[Start of Attachment]
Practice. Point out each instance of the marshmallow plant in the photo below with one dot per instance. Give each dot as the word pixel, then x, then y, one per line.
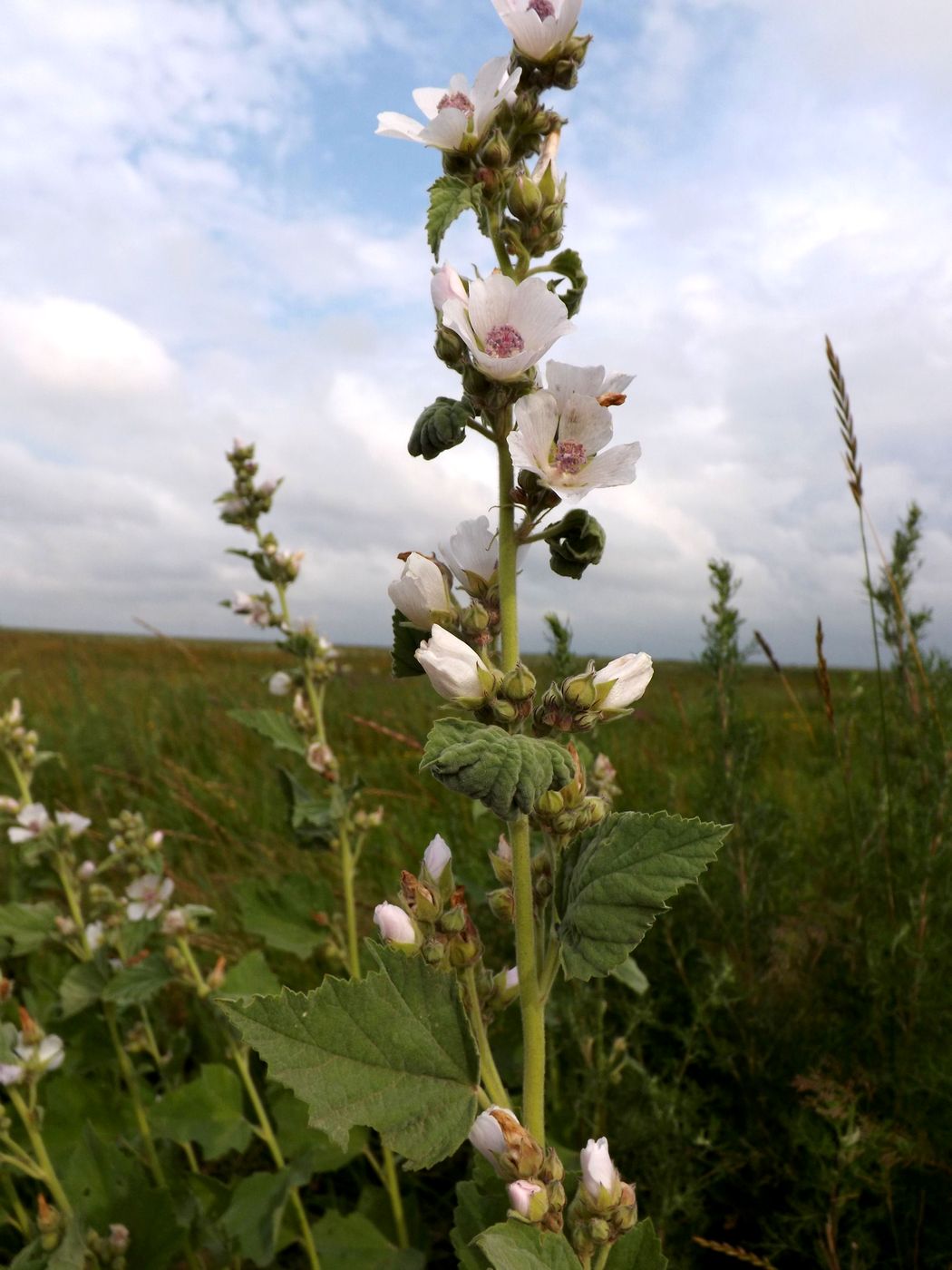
pixel 408 1050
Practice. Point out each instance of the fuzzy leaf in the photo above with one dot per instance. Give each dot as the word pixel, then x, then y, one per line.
pixel 393 1051
pixel 275 727
pixel 568 264
pixel 135 984
pixel 518 1246
pixel 406 640
pixel 27 926
pixel 507 774
pixel 450 197
pixel 209 1110
pixel 638 1250
pixel 286 913
pixel 618 876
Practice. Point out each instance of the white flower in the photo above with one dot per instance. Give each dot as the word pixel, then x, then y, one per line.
pixel 393 924
pixel 562 380
pixel 279 683
pixel 486 1134
pixel 34 819
pixel 73 822
pixel 507 326
pixel 446 285
pixel 628 676
pixel 149 895
pixel 251 609
pixel 452 667
pixel 561 447
pixel 472 552
pixel 435 857
pixel 597 1167
pixel 520 1196
pixel 457 116
pixel 539 28
pixel 421 593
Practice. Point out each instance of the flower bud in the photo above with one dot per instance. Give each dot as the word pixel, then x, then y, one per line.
pixel 395 926
pixel 529 1199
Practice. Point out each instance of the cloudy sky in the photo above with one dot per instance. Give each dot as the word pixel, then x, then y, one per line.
pixel 200 238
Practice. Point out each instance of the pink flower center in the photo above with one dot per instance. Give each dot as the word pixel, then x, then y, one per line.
pixel 456 102
pixel 504 340
pixel 570 457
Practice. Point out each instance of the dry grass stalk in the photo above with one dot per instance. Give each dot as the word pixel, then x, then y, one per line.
pixel 730 1250
pixel 784 681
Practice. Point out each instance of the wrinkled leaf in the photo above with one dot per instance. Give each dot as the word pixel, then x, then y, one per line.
pixel 287 913
pixel 209 1110
pixel 353 1242
pixel 450 197
pixel 27 926
pixel 393 1051
pixel 638 1250
pixel 517 1246
pixel 504 772
pixel 275 727
pixel 618 876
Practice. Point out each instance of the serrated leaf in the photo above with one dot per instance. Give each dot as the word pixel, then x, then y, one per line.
pixel 507 774
pixel 638 1250
pixel 253 1218
pixel 136 984
pixel 450 197
pixel 275 727
pixel 27 926
pixel 393 1051
pixel 209 1110
pixel 473 1213
pixel 568 264
pixel 353 1242
pixel 250 977
pixel 631 974
pixel 82 987
pixel 618 876
pixel 406 640
pixel 518 1246
pixel 286 913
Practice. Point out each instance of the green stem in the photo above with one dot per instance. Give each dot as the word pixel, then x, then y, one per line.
pixel 489 1070
pixel 533 1024
pixel 22 783
pixel 40 1152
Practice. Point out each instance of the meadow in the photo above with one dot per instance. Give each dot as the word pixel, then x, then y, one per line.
pixel 776 1076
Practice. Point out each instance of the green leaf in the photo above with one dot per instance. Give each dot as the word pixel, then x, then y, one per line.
pixel 450 197
pixel 517 1246
pixel 353 1242
pixel 27 926
pixel 638 1250
pixel 475 1212
pixel 631 974
pixel 406 640
pixel 311 816
pixel 504 772
pixel 250 977
pixel 253 1218
pixel 209 1110
pixel 275 727
pixel 568 264
pixel 393 1051
pixel 307 1149
pixel 136 984
pixel 286 913
pixel 82 987
pixel 618 876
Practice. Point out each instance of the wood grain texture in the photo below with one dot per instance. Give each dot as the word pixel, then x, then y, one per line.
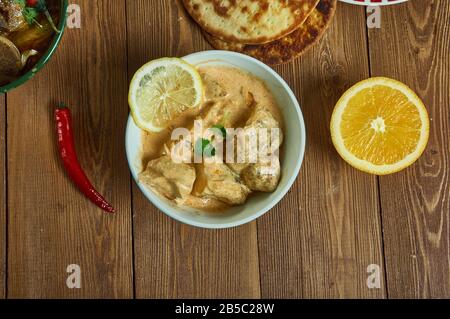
pixel 174 260
pixel 51 224
pixel 319 241
pixel 3 208
pixel 413 46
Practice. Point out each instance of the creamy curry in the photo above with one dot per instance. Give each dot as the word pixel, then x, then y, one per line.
pixel 233 99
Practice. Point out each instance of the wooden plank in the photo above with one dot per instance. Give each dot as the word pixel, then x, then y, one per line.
pixel 3 208
pixel 51 224
pixel 413 46
pixel 320 240
pixel 174 260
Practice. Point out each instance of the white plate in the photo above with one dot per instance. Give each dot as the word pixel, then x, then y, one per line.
pixel 292 157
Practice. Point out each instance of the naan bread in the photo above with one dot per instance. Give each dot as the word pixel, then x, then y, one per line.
pixel 289 47
pixel 249 21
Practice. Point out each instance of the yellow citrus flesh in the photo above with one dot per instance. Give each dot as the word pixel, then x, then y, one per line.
pixel 161 90
pixel 380 126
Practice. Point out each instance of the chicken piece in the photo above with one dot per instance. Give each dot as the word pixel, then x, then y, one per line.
pixel 169 179
pixel 202 203
pixel 262 177
pixel 260 119
pixel 11 17
pixel 223 184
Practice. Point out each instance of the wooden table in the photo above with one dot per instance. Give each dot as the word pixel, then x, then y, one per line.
pixel 318 242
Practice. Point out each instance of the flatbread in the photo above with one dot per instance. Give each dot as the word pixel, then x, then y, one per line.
pixel 249 21
pixel 289 47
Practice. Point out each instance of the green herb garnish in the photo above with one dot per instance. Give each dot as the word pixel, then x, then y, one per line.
pixel 204 147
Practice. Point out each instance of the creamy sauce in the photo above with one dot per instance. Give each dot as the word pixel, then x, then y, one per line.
pixel 231 97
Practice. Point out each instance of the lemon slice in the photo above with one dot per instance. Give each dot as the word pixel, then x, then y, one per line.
pixel 380 126
pixel 161 90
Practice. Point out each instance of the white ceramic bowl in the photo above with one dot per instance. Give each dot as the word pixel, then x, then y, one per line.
pixel 292 155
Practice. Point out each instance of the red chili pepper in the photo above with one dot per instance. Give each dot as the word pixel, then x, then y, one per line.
pixel 67 151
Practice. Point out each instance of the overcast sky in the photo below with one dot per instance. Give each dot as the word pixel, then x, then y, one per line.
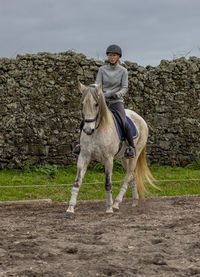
pixel 147 30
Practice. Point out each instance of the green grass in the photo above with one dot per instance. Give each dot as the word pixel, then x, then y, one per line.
pixel 51 175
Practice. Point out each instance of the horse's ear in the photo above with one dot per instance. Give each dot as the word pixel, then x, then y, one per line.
pixel 81 87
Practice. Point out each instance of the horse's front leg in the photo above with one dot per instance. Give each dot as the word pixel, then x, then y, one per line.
pixel 108 184
pixel 82 165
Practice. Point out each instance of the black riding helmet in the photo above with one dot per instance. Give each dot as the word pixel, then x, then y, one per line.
pixel 115 49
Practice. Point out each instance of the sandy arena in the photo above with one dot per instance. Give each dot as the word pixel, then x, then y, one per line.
pixel 161 237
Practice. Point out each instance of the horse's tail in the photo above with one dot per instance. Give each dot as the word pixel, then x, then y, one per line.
pixel 142 173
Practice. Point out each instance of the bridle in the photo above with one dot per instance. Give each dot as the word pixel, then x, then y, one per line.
pixel 91 120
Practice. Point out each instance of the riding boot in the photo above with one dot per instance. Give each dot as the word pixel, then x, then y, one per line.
pixel 130 151
pixel 77 149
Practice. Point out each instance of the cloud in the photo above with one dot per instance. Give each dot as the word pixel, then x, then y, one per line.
pixel 147 30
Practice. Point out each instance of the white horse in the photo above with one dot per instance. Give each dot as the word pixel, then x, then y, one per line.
pixel 100 142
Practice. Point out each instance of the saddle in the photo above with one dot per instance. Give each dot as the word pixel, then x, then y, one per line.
pixel 120 125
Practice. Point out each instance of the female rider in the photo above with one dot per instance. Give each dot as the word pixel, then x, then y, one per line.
pixel 114 80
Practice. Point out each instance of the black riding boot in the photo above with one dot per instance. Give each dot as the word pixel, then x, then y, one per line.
pixel 130 151
pixel 77 149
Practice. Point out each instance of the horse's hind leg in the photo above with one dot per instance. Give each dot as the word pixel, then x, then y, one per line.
pixel 108 184
pixel 129 165
pixel 81 169
pixel 135 194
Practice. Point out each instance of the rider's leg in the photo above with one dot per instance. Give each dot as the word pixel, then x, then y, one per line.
pixel 130 151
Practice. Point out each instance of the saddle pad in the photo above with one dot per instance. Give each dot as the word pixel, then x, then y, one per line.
pixel 119 129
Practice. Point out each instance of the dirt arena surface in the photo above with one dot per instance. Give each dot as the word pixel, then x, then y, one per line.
pixel 161 237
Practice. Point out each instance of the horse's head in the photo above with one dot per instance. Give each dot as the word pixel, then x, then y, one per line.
pixel 93 107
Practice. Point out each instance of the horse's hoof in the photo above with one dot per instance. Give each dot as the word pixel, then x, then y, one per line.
pixel 109 210
pixel 116 206
pixel 135 203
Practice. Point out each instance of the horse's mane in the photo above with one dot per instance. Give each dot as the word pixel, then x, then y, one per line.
pixel 98 96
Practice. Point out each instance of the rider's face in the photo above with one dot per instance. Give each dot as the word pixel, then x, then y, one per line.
pixel 113 58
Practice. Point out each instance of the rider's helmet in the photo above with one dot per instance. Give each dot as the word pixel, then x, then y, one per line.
pixel 115 49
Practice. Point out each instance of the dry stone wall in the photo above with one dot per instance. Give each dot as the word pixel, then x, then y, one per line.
pixel 40 107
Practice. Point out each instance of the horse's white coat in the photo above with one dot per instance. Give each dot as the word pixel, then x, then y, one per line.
pixel 100 142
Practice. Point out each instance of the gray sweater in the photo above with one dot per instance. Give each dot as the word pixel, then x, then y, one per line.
pixel 114 80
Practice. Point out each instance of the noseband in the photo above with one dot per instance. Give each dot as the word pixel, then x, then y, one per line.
pixel 91 120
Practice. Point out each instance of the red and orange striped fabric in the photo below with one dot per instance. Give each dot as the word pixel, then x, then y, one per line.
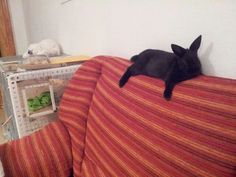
[End of Attachment]
### What you need to do
Do not include pictures. Copy only the lines running from the line with "Practice. Point out each instance of the gray" through the last line of the records, exactly as they appear.

### Answer
Practice. Point out each instance of the gray sweater in the photo above with one dot per instance. Give each dot as the word pixel, then x, then y, one per line.
pixel 114 80
Practice. Point out each instance of the noseband in the photo above with one dot per instance. Give each dot as the word pixel, then x, then y, one per line.
pixel 91 120
Practice. Point out each instance of the red and orange striped fabric in the photo below with one dot per instance. Give each dot as the word pixel, then x, then y, one per line.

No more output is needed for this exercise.